-- AVAILABLE DATA follows --

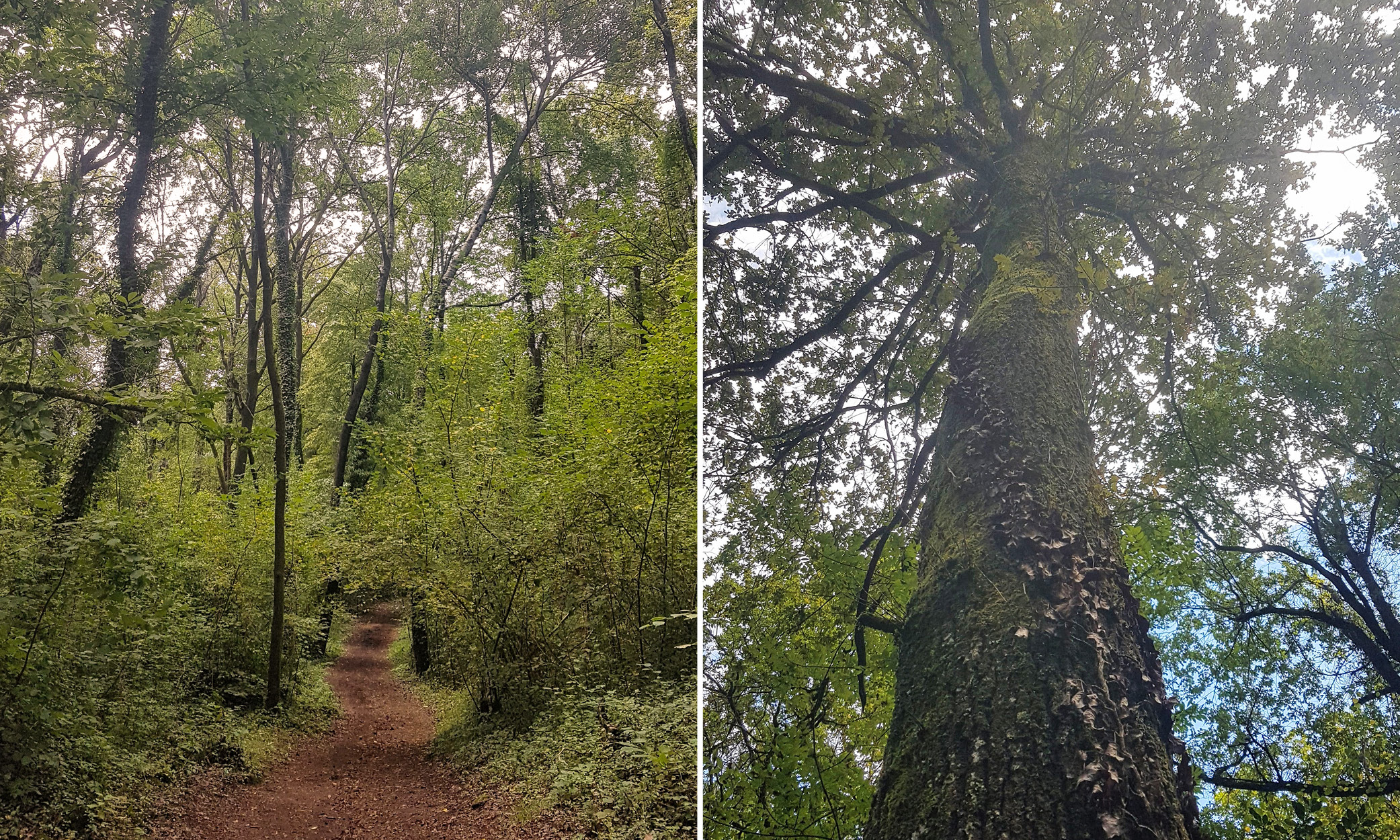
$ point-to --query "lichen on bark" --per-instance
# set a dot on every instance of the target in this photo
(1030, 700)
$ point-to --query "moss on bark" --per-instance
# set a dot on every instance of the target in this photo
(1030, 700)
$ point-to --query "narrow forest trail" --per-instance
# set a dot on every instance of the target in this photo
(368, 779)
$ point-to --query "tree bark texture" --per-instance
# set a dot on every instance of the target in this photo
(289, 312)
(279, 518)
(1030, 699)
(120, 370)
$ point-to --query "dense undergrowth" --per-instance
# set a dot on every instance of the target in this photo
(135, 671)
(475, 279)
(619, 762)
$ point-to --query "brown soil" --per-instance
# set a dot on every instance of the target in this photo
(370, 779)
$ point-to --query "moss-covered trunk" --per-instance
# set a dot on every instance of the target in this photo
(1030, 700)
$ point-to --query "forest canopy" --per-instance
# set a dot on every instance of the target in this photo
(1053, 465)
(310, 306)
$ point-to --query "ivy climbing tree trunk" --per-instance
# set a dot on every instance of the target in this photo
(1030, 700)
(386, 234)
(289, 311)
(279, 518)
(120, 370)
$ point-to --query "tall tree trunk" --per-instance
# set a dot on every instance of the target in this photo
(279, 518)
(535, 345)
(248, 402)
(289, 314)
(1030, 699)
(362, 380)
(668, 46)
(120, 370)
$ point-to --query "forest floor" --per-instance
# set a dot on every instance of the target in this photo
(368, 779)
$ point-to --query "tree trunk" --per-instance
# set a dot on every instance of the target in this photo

-- AVAILABLE DATA concluded --

__TASK TO CARRY OUT__: Transcribe each line above verbatim, with the pictures left out.

__YOUR SOLUTION__:
$ point-to --query "lichen on bark" --per-instance
# set a dot on every instance of the target in this photo
(1030, 700)
$ point-to --query "moss on bark" --per-instance
# set a dot on every instance of the target in this photo
(1030, 700)
$ point-to --query "narrow forest trail" --per-instance
# set a dot on every instance of the target in this photo
(368, 779)
$ point-to --query "tree bark texture" --per-instance
# set a dot on every instance of the target in this photo
(289, 312)
(279, 518)
(1030, 699)
(120, 370)
$ point-to --query "dense undergrowth" --per-instance
# set a dot on every instance of the target in this photo
(135, 671)
(475, 279)
(619, 762)
$ point-to --query "brown soil" --per-instance
# set a dot on every instance of the target in this photo
(370, 779)
$ point-to --query "moss-covered trunk" --per-instance
# set a dot on every instance of the target in this photo
(1030, 700)
$ point-to --query "forest canopy" --per-instance
# set a dot on every instance of the target in this photo
(1053, 465)
(310, 306)
$ point-to --query "ivy climbing tree trunk" --per-instance
# set a dot on every instance of the target in this photo
(1030, 700)
(386, 234)
(289, 311)
(279, 518)
(120, 370)
$ point-to --query "tall tree trunk" --per-instance
# set a dot on every instance of the target in this photo
(279, 518)
(535, 345)
(248, 402)
(289, 314)
(1030, 699)
(362, 380)
(668, 46)
(120, 370)
$ point-to --query "forest floor" --per-instance
# set a dot on every instance of the target in this photo
(368, 779)
$ point-to --query "tree trunk" --per-instance
# set a dot on every instance of the target in this photo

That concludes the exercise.